YOUR GOAL »
Please copy every line of the material below, adding -137 to each x and y coordinate value, and leave out the pictures.

RECORDS FOR THE TASK »
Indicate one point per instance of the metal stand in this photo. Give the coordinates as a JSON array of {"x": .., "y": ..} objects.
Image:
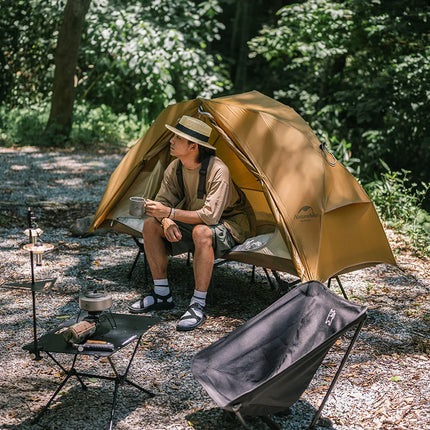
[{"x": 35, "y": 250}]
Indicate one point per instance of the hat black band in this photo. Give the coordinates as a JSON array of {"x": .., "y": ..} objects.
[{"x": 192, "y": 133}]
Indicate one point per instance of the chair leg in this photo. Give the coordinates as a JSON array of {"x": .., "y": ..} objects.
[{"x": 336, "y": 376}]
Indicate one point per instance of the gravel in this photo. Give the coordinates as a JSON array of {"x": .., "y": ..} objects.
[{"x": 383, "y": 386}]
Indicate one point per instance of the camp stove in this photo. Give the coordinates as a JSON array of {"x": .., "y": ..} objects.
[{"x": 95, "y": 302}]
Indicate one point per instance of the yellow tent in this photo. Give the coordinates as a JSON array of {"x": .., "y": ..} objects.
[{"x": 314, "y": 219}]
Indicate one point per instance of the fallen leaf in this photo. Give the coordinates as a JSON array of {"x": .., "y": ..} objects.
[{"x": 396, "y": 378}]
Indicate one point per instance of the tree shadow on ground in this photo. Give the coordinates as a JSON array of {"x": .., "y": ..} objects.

OUTPUT BELOW »
Indicate one point per instance of the metal stand in this photo. Give the coordinates as a JSON array of {"x": .., "y": ..} objects.
Image:
[{"x": -102, "y": 113}]
Indicate one point per instance of the hat black band in this photo. Give the coordinates as a JSON array of {"x": .., "y": ..} objects.
[{"x": 55, "y": -4}]
Indicate one point per instance of the chair leg in this photo. Give the coordinates as a JSON array of {"x": .., "y": ..} objects.
[{"x": 199, "y": 239}]
Indicate one point per instance of the gravel in this photo. Give the coordinates as a JSON array of {"x": .., "y": ..} objects.
[{"x": 246, "y": 249}]
Indicate one point per instance of the camp stove in this photo. Give the coordinates as a JSON array of {"x": .., "y": ..} objects.
[{"x": -42, "y": 165}]
Indicate one point per instance of the yellow tent in this photo. Give the coordinates as a JSON array of {"x": .., "y": ..} objects.
[{"x": 177, "y": 82}]
Indicate one point per instance of the fallen leaf in this photo. Give the coordinates as a JSON array of {"x": .., "y": ..} objects.
[{"x": 259, "y": 241}]
Indicate one point per instance of the tree shadow on ground in this photo. Give the coordinates as a JSON array of {"x": .., "y": ..} objects.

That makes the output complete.